> **TEXT PASSAGE**
◇ ◇ ◇
Kissinger’s Century
by Michael Brenner on 17 Oct 2023 0 Comment

Henry Kissinger is back – at the age of 100. Remarkably, he somehow managed a risky trip to Beijing where he met with senior Chinese leaders. The evident purpose was to offer them guidance on how to treat with Washington so as to avoid the deteriorating Sino-American relations leading to an irremediable collapse. Kissinger is one of the very few American whom Xi et al will listen to. They respect him both for the past and in recognition that his concern at this point is to advance collective interests rather than solely American interests. Doubtless, he has been attempting to do the same among his contacts in the Bush administration.

 

Of course, Kissinger has never been out of the game entirely. Having unique access to the inner sanctums of high policy. One of his projects was to tutor Jared Kushner in the complexities of international affairs. During the 2016-2017 interregnum, they met several times. Kissinger saw him as having the potential to act as a stabilizing force within Trump’s circle who could counteract any rash or badly misguided actions. Success in that venture would have the ancillary benefit of ensuring that Kissinger’s views would be heard in the new administration.

 

So, it is a propitious moment to reconsider the recurrent questions about the man’s place in history, his philosophy and his enduring influence on how American elites think about a world in transformation. A sobering excursion into those realms is in order that probes the man, his mind, his actions and their bearing on the present troubled state of America’s external relations.

 

The common avenue of entry into Kissingerian universe is the hoary issue of idealism vs realism. That is entirely understandable in the light of Kissinger’s life-long discomfort with the prevailing American conception of a conflictual world at odds with the national faith in enlightened reason, betterment of man in society, and the beneficence of the United States’ acting as a force for good in the world – on those occasions when it chooses to do so. As far as rhetoric is concerned, American leaders always have been and always will be Wilsonian. Practice is quite another issue – whether during the era of so-called isolationism or in more recent times of global activism.

 

Kissinger, by contrast, has lived in quite a different mental universe. It is the perspective defined and formed by the turbulent experience of the Old Continent. Oddly, Kissinger has refrained from offering a succinct statement of his philosophy of international relations despite his voluminous writings on the subject. Perhaps the closest he came was in his early account of the Council of Vienna and in his expansive Diplomacy – each of which featured on its cover pictures of great statesmen in stern pose around a conference table.
◇ ◇ ◇
> **TASK LIST**
**1.** Rewrite the essay on Kissinger from "Kissinger’s Century" up to and including "the Bush administration.", swapping "Beijing" for "Peking".
**2.** Write the next part of the essay on Kissinger, picking up after its last sentence.

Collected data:
◇ ◇ ◇
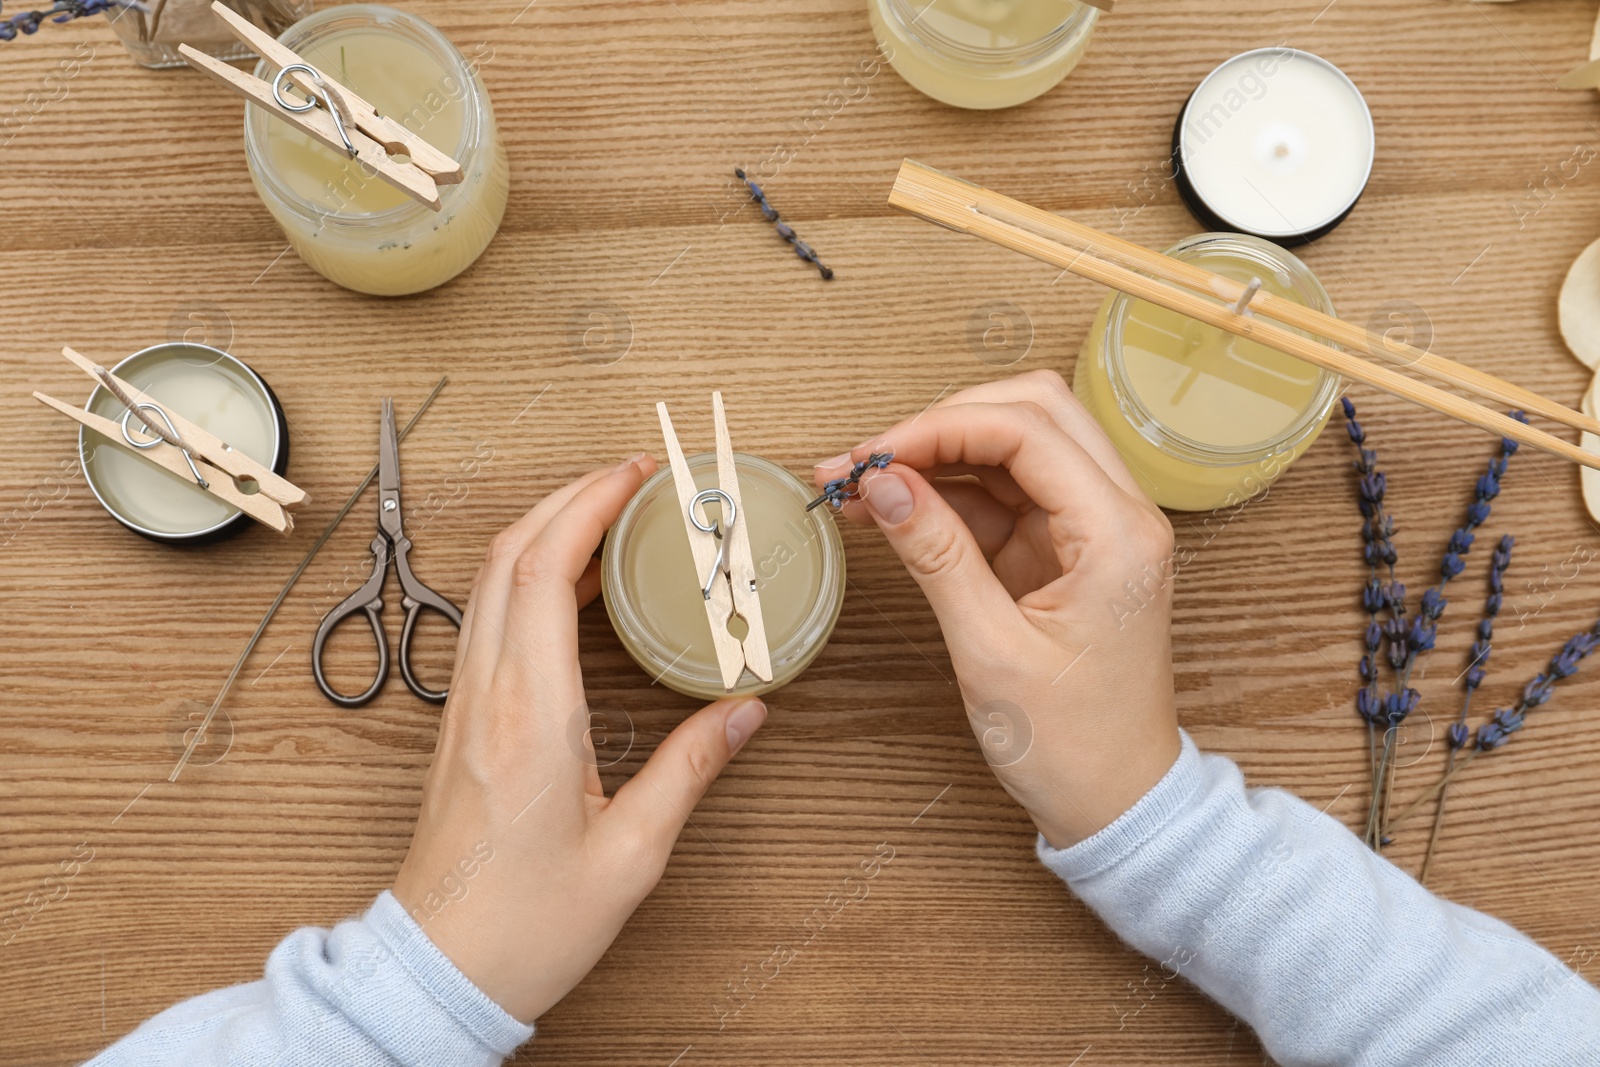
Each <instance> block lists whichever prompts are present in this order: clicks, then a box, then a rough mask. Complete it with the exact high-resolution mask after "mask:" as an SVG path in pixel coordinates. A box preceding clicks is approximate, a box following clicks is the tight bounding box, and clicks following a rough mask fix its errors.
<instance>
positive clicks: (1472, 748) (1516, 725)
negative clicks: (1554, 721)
mask: <svg viewBox="0 0 1600 1067" xmlns="http://www.w3.org/2000/svg"><path fill="white" fill-rule="evenodd" d="M1595 648H1600V621H1597V622H1595V624H1594V625H1592V627H1589V629H1587V630H1584V632H1581V633H1574V635H1573V637H1570V638H1566V643H1565V645H1562V651H1558V653H1555V656H1550V662H1549V665H1547V667H1546V669H1544V672H1541V673H1536V675H1533V678H1530V680H1528V685H1525V686H1523V688H1522V699H1518V701H1517V705H1515V707H1509V709H1501V710H1498V712H1494V715H1493V718H1491V720H1490V721H1486V723H1483V725H1482V726H1478V729H1477V739H1475V742H1474V745H1472V747H1470V749H1467V750H1466V752H1462V753H1461V758H1459V760H1456V766H1454V768H1453V769H1450V771H1446V773H1445V774H1442V776H1440V777H1438V781H1435V782H1434V784H1432V785H1429V787H1427V789H1426V790H1422V795H1421V797H1418V798H1416V800H1413V801H1411V803H1410V805H1406V808H1405V811H1402V813H1400V814H1398V816H1395V817H1394V819H1392V821H1390V825H1394V824H1395V822H1402V821H1405V819H1408V817H1410V816H1411V814H1413V813H1416V809H1418V808H1421V806H1422V805H1426V803H1427V801H1429V800H1432V798H1434V795H1435V793H1440V792H1443V790H1445V789H1446V787H1448V785H1450V782H1451V779H1454V777H1456V774H1461V771H1464V769H1466V768H1467V765H1469V763H1472V760H1475V758H1478V757H1480V755H1482V753H1485V752H1493V750H1496V749H1499V747H1502V745H1504V744H1506V742H1507V741H1510V736H1512V734H1515V733H1518V731H1520V729H1522V728H1523V726H1525V725H1526V718H1528V712H1531V710H1533V709H1536V707H1541V705H1542V704H1547V702H1549V701H1550V697H1552V696H1554V694H1555V683H1557V681H1560V680H1562V678H1570V677H1571V675H1574V673H1578V667H1579V665H1581V664H1582V661H1584V659H1586V657H1587V656H1589V653H1592V651H1594V649H1595Z"/></svg>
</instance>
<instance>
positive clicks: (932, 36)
mask: <svg viewBox="0 0 1600 1067" xmlns="http://www.w3.org/2000/svg"><path fill="white" fill-rule="evenodd" d="M867 14H869V18H870V19H872V32H874V34H877V38H878V46H880V48H882V51H883V54H885V56H888V59H890V62H891V64H893V66H894V69H896V70H898V72H899V75H901V77H902V78H906V80H907V82H909V83H910V85H912V88H915V90H920V91H922V93H926V94H928V96H931V98H933V99H936V101H942V102H946V104H954V106H955V107H978V109H987V107H1011V106H1013V104H1021V102H1024V101H1030V99H1034V98H1035V96H1038V94H1040V93H1045V91H1046V90H1051V88H1054V85H1056V83H1058V82H1061V78H1064V77H1067V75H1069V74H1072V69H1074V67H1075V66H1078V59H1082V58H1083V53H1085V51H1086V50H1088V46H1090V37H1091V35H1093V34H1094V22H1096V21H1098V19H1099V10H1098V8H1091V6H1088V5H1085V3H1078V2H1077V0H867Z"/></svg>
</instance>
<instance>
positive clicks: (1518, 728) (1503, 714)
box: [1494, 709, 1526, 734]
mask: <svg viewBox="0 0 1600 1067" xmlns="http://www.w3.org/2000/svg"><path fill="white" fill-rule="evenodd" d="M1525 721H1526V715H1523V713H1522V712H1518V710H1515V709H1501V710H1498V712H1494V725H1496V726H1498V728H1499V729H1501V731H1504V733H1507V734H1514V733H1517V731H1518V729H1522V725H1523V723H1525Z"/></svg>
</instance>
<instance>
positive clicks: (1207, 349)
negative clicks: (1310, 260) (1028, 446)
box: [1072, 234, 1339, 512]
mask: <svg viewBox="0 0 1600 1067" xmlns="http://www.w3.org/2000/svg"><path fill="white" fill-rule="evenodd" d="M1166 254H1168V256H1173V258H1176V259H1181V261H1184V262H1190V264H1195V266H1198V267H1203V269H1206V270H1210V272H1213V274H1218V275H1224V277H1227V278H1232V280H1235V282H1240V283H1243V285H1250V283H1251V282H1253V280H1259V282H1261V288H1262V290H1266V291H1267V293H1272V294H1274V296H1278V298H1283V299H1290V301H1294V302H1298V304H1304V306H1306V307H1312V309H1315V310H1318V312H1323V314H1326V315H1333V314H1334V310H1333V301H1331V299H1330V298H1328V291H1326V290H1325V288H1323V286H1322V283H1320V282H1318V280H1317V275H1314V274H1312V272H1310V269H1309V267H1307V266H1306V264H1304V262H1301V261H1299V259H1298V258H1296V256H1294V254H1293V253H1290V251H1286V250H1283V248H1278V246H1277V245H1272V243H1270V242H1266V240H1261V238H1258V237H1246V235H1243V234H1200V235H1197V237H1190V238H1187V240H1182V242H1179V243H1178V245H1173V246H1171V248H1168V250H1166ZM1072 392H1074V394H1075V395H1077V397H1078V400H1082V402H1083V406H1085V408H1088V411H1090V414H1093V416H1094V419H1096V421H1098V422H1099V424H1101V427H1104V430H1106V435H1107V437H1110V440H1112V443H1114V445H1115V446H1117V451H1118V453H1120V454H1122V458H1123V459H1125V461H1126V462H1128V469H1130V470H1131V472H1133V477H1134V478H1136V480H1138V482H1139V485H1141V488H1144V491H1146V493H1149V494H1150V499H1154V501H1155V502H1157V504H1160V506H1162V507H1170V509H1174V510H1186V512H1200V510H1213V509H1218V507H1232V506H1235V504H1240V502H1243V501H1248V499H1250V498H1253V496H1256V494H1258V493H1262V491H1264V490H1266V488H1267V486H1269V485H1272V482H1275V480H1277V478H1278V475H1282V474H1283V470H1285V469H1286V467H1288V466H1290V464H1291V462H1294V459H1298V458H1299V454H1301V453H1304V451H1306V450H1307V448H1310V445H1312V442H1315V440H1317V435H1318V434H1322V427H1323V426H1325V424H1326V421H1328V414H1330V413H1331V411H1333V403H1334V400H1336V398H1338V394H1339V376H1338V374H1334V373H1331V371H1326V370H1322V368H1317V366H1312V365H1310V363H1306V362H1302V360H1298V358H1294V357H1293V355H1286V354H1283V352H1278V350H1277V349H1270V347H1267V346H1262V344H1259V342H1256V341H1246V339H1245V338H1240V336H1235V334H1232V333H1227V331H1224V330H1218V328H1216V326H1208V325H1205V323H1200V322H1195V320H1194V318H1189V317H1186V315H1181V314H1178V312H1173V310H1168V309H1165V307H1158V306H1155V304H1150V302H1147V301H1141V299H1134V298H1130V296H1128V294H1125V293H1115V291H1114V293H1112V294H1110V296H1107V298H1106V301H1104V304H1101V309H1099V314H1098V315H1096V317H1094V323H1093V325H1091V326H1090V333H1088V336H1086V338H1085V339H1083V349H1082V350H1080V352H1078V362H1077V366H1075V368H1074V376H1072Z"/></svg>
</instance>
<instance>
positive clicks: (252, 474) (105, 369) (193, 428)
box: [61, 347, 310, 514]
mask: <svg viewBox="0 0 1600 1067" xmlns="http://www.w3.org/2000/svg"><path fill="white" fill-rule="evenodd" d="M61 354H62V355H64V357H67V358H69V360H70V362H72V363H74V365H75V366H77V368H78V370H82V371H85V373H88V374H90V376H91V378H94V379H96V381H101V382H102V384H104V379H102V378H101V376H102V374H104V376H106V378H109V379H110V381H114V382H117V386H118V387H120V389H122V392H123V394H125V395H126V397H130V398H133V402H134V403H154V405H155V406H158V408H162V410H163V411H166V418H168V419H171V421H173V427H174V429H176V430H178V435H179V437H181V438H182V440H184V445H187V446H189V448H190V450H192V453H194V456H195V459H200V458H205V461H206V464H210V466H211V467H214V469H216V470H221V472H222V480H224V482H229V483H230V482H234V478H238V480H240V482H254V483H256V485H258V486H261V494H262V496H267V498H270V499H274V501H277V502H278V504H282V506H283V507H285V509H290V510H293V509H296V507H301V506H304V504H309V502H310V494H309V493H306V490H302V488H299V486H298V485H294V483H293V482H290V480H288V478H285V477H283V475H280V474H277V472H274V470H272V469H270V467H267V466H264V464H259V462H256V461H254V459H251V458H250V456H246V454H245V453H242V451H238V450H235V448H234V446H232V445H229V443H227V442H224V440H222V438H219V437H216V435H214V434H210V432H208V430H203V429H200V427H198V426H195V424H194V422H190V421H189V419H186V418H182V416H181V414H178V413H176V411H170V410H166V406H165V405H162V403H158V402H155V400H152V398H150V397H149V395H146V394H144V392H141V390H138V389H134V387H133V386H130V384H128V382H125V381H123V379H120V378H117V376H115V374H112V373H110V371H107V370H106V368H102V366H99V365H98V363H96V362H94V360H91V358H88V357H85V355H80V354H78V352H74V350H72V349H69V347H67V349H61ZM134 418H138V416H134ZM139 421H141V424H142V422H144V419H139ZM152 432H154V430H152ZM117 437H118V440H120V438H122V430H118V432H117ZM206 482H210V478H206ZM248 496H254V494H248ZM235 507H237V504H235ZM242 510H243V509H242ZM246 514H248V512H246Z"/></svg>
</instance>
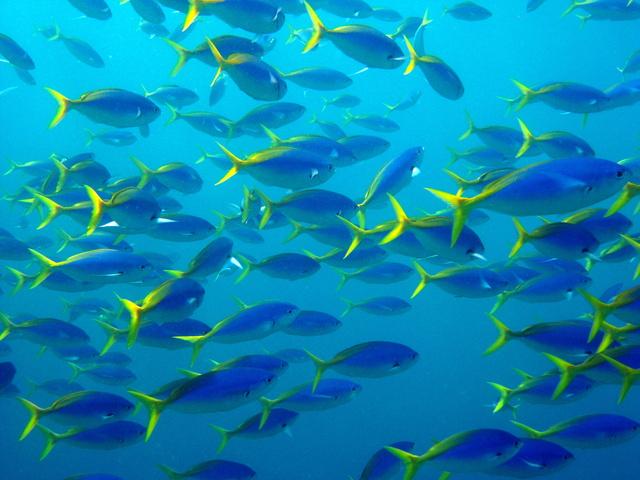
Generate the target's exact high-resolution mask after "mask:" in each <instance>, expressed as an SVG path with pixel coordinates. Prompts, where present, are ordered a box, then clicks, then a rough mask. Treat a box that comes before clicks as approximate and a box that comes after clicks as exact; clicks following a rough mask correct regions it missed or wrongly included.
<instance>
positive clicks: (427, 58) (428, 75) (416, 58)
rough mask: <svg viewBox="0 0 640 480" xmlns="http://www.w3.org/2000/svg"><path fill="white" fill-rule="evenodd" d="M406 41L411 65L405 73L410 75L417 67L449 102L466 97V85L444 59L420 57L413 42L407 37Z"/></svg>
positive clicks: (436, 89)
mask: <svg viewBox="0 0 640 480" xmlns="http://www.w3.org/2000/svg"><path fill="white" fill-rule="evenodd" d="M404 41H405V44H406V46H407V50H409V55H410V59H409V64H408V65H407V68H406V69H405V71H404V74H405V75H408V74H410V73H411V72H412V71H413V70H415V68H416V67H418V69H419V70H420V71H421V72H422V74H423V75H424V76H425V78H426V79H427V82H429V85H431V88H433V89H434V90H435V91H436V92H437V93H438V94H439V95H441V96H442V97H444V98H446V99H448V100H459V99H460V98H462V96H463V95H464V85H463V84H462V80H460V77H459V76H458V74H457V73H456V72H455V71H454V70H453V69H452V68H451V67H450V66H449V65H447V64H446V63H445V62H444V61H443V60H442V59H440V58H439V57H436V56H434V55H419V54H418V52H417V51H416V49H415V48H414V46H413V44H412V43H411V40H409V38H408V37H407V36H406V35H405V36H404Z"/></svg>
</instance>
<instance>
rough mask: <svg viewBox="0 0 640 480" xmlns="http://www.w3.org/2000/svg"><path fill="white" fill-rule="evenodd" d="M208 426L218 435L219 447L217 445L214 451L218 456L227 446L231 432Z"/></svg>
mask: <svg viewBox="0 0 640 480" xmlns="http://www.w3.org/2000/svg"><path fill="white" fill-rule="evenodd" d="M209 426H210V427H211V428H213V429H214V430H215V431H216V432H218V433H219V434H220V445H218V449H217V450H216V453H217V454H220V452H222V450H224V447H226V446H227V444H228V443H229V439H230V438H231V430H227V429H225V428H222V427H219V426H217V425H209Z"/></svg>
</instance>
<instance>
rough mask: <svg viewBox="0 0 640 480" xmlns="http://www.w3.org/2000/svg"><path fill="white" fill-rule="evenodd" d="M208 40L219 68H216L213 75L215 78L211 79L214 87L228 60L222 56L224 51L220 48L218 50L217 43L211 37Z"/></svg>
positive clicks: (207, 38) (207, 39)
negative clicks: (220, 52)
mask: <svg viewBox="0 0 640 480" xmlns="http://www.w3.org/2000/svg"><path fill="white" fill-rule="evenodd" d="M207 42H208V43H209V49H210V50H211V53H212V54H213V57H214V58H215V59H216V62H218V70H216V74H215V75H214V76H213V80H211V86H212V87H213V86H214V85H215V84H216V82H217V81H218V79H219V78H220V75H222V70H223V69H224V67H225V66H226V64H227V61H226V59H225V58H224V57H223V56H222V53H220V50H218V47H216V44H215V43H213V42H212V41H211V39H210V38H207Z"/></svg>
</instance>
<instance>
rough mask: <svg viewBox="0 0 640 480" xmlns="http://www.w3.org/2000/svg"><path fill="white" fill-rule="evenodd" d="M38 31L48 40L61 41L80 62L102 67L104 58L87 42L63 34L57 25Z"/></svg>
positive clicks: (45, 28)
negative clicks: (62, 33)
mask: <svg viewBox="0 0 640 480" xmlns="http://www.w3.org/2000/svg"><path fill="white" fill-rule="evenodd" d="M40 33H42V34H43V35H44V36H45V38H46V39H47V40H49V41H59V42H62V44H63V45H64V47H65V48H66V49H67V51H68V52H69V53H70V54H71V55H73V56H74V57H75V58H76V59H78V60H80V61H81V62H82V63H84V64H86V65H89V66H90V67H94V68H103V67H104V65H105V64H104V60H103V59H102V57H101V56H100V54H99V53H98V52H96V50H95V49H94V48H93V47H92V46H91V45H90V44H89V43H88V42H86V41H84V40H82V39H80V38H76V37H69V36H67V35H63V34H62V32H61V31H60V27H59V26H57V25H54V26H53V27H44V28H41V29H40Z"/></svg>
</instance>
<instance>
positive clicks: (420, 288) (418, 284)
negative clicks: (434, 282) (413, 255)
mask: <svg viewBox="0 0 640 480" xmlns="http://www.w3.org/2000/svg"><path fill="white" fill-rule="evenodd" d="M413 266H414V268H415V269H416V271H417V272H418V275H420V283H418V286H417V287H416V288H415V289H414V290H413V293H412V294H411V298H416V297H417V296H418V294H419V293H420V292H421V291H422V290H423V289H424V287H426V286H427V283H429V282H430V281H431V280H433V275H429V274H428V273H427V271H426V270H425V269H424V267H423V266H422V265H420V264H419V263H418V262H413Z"/></svg>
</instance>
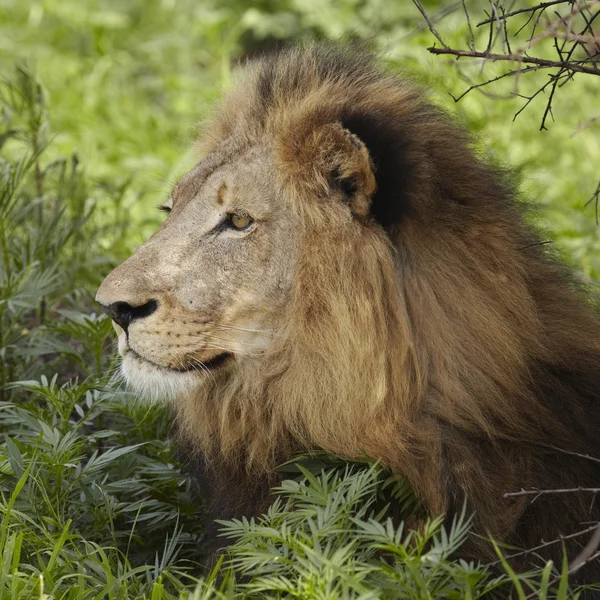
◇ ◇ ◇
> **ANSWERS TO THE EXERCISES**
**1.**
Kissinger’s Century
by Michael Brenner on 17 Oct 2023 0 Comment

Henry Kissinger is back – at the age of 100. Remarkably, he somehow managed a risky trip to Peking where he met with senior Chinese leaders. The evident purpose was to offer them guidance on how to treat with Washington so as to avoid the deteriorating Sino-American relations leading to an irremediable collapse. Kissinger is one of the very few American whom Xi et al will listen to. They respect him both for the past and in recognition that his concern at this point is to advance collective interests rather than solely American interests. Doubtless, he has been attempting to do the same among his contacts in the Bush administration.

**2.**
 

Indeed, Diplomacy should have been titled Power Politics had the principle of truth in advertising been observed. Selecting the actual title was but another indication of how sensitive Kissinger has been to the intellectual distance that separates him from the American lexicon of foreign affairs. His success nonetheless is a tribute to his own diplomatic skills which as displayed in Washington for decades may well have exceeded their demonstration abroad. Let’s recall that this was the man who almost succeeded in convincing Ford and Reagan to run on a single ticket in 1976 with the proviso that he stay on as Secretary of State. Not bad for the devoted adviser and admirer of Nelson Rockefeller.

 

A few claim to have uncovered a peculiar Kissingerian idealism to justify the subtitle of his work.[1] They hark back to the man’s thesis at Harvard on the Kantian view of Free Will and history. The argument is that Kissinger harbours an abiding commitment to democracy that dovetails with the claim that he “never was a Machiavellian.” These assertions are hard to sustain, much less reconcile, with his conduct of American foreign policy or his writings.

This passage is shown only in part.